▸ **INPUT FOR THIS TASK**
+-------+

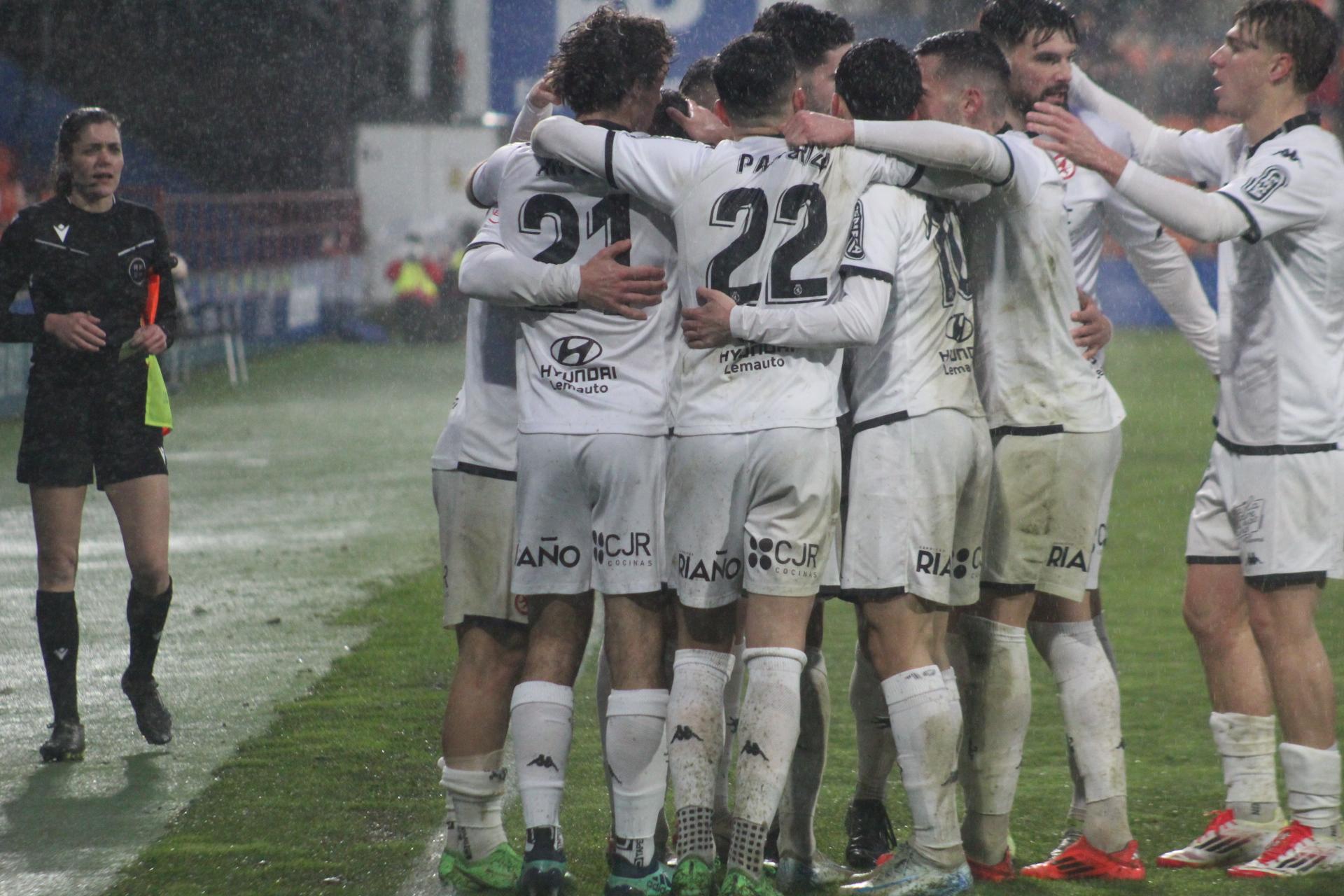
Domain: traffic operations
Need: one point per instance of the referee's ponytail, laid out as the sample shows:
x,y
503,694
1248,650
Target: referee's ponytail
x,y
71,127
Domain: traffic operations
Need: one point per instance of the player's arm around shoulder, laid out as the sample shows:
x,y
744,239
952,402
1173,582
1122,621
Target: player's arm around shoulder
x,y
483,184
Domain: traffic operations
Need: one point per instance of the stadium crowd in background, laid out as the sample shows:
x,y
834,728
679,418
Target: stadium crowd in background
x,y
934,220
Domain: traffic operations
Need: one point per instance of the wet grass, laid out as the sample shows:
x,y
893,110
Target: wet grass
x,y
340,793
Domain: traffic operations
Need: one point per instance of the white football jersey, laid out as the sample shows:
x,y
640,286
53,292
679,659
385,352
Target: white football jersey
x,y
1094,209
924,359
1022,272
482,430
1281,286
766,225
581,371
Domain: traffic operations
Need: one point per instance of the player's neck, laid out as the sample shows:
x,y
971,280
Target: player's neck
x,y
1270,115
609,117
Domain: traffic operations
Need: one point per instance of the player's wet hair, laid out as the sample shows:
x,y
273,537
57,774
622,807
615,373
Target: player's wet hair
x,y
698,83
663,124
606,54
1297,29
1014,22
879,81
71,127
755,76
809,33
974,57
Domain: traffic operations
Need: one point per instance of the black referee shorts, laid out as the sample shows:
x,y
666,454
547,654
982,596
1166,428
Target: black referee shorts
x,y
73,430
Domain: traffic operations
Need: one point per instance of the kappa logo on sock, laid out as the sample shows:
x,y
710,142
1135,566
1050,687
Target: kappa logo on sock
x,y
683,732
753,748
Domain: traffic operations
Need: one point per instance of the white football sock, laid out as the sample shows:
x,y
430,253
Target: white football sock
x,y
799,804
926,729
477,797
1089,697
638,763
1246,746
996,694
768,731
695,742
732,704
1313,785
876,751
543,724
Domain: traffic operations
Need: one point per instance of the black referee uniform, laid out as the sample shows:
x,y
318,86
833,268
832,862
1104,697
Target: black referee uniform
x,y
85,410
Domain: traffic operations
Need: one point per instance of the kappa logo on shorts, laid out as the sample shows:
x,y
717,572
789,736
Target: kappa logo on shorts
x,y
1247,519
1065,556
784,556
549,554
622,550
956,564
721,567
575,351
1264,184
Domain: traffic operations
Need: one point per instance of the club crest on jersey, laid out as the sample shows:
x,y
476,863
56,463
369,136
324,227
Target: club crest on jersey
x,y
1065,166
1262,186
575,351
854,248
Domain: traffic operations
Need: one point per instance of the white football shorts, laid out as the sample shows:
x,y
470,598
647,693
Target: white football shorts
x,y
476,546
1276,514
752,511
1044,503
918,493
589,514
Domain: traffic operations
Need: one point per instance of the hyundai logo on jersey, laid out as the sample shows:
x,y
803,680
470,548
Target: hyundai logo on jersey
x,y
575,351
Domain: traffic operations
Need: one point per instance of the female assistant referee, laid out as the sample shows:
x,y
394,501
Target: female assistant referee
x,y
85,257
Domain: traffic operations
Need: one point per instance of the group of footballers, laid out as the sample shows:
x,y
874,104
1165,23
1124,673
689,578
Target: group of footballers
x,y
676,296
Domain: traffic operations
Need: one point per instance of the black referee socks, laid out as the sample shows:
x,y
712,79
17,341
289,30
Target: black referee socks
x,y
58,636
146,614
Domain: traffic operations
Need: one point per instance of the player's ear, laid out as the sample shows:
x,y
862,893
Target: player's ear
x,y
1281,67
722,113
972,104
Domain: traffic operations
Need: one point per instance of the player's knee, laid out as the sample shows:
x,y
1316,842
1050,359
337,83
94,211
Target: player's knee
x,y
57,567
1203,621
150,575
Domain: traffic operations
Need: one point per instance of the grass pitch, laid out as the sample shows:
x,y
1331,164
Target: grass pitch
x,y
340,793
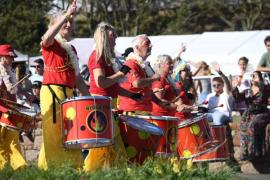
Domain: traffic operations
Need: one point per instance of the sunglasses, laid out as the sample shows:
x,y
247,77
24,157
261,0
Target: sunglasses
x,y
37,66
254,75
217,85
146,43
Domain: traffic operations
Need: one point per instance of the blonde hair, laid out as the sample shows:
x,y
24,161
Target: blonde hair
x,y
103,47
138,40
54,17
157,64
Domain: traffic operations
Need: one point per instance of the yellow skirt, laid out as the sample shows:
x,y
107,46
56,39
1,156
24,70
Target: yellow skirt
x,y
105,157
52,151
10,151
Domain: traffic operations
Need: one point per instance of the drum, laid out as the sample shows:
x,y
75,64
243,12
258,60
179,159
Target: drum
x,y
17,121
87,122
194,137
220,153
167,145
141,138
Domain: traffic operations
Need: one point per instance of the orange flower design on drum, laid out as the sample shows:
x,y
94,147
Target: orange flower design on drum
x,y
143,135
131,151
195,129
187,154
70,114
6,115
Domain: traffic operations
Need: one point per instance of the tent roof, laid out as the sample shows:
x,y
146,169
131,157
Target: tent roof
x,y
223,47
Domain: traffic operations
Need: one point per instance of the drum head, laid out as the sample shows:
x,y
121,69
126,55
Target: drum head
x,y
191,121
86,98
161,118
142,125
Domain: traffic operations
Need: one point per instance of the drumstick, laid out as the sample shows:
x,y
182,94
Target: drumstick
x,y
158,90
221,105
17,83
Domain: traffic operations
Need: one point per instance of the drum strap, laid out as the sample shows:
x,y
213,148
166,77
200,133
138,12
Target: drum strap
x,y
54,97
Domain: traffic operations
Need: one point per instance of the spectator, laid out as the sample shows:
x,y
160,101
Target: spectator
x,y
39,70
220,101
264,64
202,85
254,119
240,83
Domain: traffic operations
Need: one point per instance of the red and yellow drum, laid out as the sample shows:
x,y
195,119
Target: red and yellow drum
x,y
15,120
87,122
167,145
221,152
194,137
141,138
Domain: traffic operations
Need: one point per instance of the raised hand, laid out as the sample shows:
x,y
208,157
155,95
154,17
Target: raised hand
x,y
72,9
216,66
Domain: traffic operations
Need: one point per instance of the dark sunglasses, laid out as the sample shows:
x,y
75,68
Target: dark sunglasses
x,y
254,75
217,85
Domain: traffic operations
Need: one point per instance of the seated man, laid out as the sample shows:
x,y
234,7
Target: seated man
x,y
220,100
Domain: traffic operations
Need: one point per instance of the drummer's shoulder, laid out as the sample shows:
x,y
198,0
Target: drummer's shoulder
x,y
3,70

+-------+

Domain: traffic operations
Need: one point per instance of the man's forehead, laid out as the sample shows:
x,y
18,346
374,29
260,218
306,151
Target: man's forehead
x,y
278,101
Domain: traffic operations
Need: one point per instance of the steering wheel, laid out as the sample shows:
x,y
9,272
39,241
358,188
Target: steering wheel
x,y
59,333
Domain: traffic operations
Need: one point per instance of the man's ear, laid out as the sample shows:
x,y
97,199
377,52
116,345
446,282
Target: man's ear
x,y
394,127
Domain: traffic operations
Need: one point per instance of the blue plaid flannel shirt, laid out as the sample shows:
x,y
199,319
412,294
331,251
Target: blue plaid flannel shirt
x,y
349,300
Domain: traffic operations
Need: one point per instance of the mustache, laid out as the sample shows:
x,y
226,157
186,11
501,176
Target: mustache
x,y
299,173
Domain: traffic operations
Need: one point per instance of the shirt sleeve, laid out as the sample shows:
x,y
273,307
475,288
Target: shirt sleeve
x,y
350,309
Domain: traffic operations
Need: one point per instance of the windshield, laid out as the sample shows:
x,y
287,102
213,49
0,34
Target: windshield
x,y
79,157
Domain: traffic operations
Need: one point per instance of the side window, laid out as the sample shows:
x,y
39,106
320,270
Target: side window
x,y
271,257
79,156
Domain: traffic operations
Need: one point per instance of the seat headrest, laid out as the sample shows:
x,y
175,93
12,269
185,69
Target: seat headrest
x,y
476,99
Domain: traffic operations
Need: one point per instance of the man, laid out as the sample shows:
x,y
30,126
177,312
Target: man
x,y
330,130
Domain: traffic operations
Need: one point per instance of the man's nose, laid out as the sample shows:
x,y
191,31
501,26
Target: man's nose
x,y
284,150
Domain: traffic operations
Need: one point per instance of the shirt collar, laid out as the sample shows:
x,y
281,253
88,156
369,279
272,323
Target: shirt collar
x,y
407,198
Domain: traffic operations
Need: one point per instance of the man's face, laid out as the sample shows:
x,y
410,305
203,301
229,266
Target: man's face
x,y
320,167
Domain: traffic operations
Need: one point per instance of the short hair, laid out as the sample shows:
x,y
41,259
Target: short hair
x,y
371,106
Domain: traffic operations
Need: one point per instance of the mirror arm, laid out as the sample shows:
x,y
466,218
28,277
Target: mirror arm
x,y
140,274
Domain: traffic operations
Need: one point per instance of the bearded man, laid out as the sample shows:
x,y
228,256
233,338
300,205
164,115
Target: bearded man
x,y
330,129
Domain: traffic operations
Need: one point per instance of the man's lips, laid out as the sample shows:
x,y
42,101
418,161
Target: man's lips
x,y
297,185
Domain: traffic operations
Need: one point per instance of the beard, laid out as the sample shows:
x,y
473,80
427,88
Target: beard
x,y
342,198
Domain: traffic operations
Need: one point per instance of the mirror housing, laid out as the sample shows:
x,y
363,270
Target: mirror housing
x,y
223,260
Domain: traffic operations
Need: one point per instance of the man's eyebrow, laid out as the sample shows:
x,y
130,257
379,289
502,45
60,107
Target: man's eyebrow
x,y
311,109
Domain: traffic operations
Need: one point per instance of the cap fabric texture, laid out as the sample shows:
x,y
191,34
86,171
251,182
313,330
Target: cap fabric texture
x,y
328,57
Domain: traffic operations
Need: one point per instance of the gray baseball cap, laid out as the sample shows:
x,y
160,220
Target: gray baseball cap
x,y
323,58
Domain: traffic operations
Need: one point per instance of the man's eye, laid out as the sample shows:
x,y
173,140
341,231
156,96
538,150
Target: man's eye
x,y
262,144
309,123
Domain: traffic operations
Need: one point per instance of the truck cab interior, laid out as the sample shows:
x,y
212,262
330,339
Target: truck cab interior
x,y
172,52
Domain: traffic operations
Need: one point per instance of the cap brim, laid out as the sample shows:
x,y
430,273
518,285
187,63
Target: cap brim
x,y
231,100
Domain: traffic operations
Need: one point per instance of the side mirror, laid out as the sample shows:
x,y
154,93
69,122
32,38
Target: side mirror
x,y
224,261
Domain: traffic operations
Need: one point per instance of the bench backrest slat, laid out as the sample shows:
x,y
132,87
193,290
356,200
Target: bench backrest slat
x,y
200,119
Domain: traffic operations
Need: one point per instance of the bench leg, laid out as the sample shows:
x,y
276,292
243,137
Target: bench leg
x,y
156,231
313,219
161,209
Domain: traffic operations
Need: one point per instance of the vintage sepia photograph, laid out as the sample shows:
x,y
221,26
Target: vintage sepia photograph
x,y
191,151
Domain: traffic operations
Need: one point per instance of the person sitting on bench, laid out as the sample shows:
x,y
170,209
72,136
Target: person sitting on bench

+-------+

▸ **WHAT THE TASK REQUIRES**
All lines of the entries containing the string "person" must be shown in full.

▸ **WRITTEN REPLY**
Need: one point per instance of the person sitting on bench, laid out as the sample shows:
Target: person sitting on bench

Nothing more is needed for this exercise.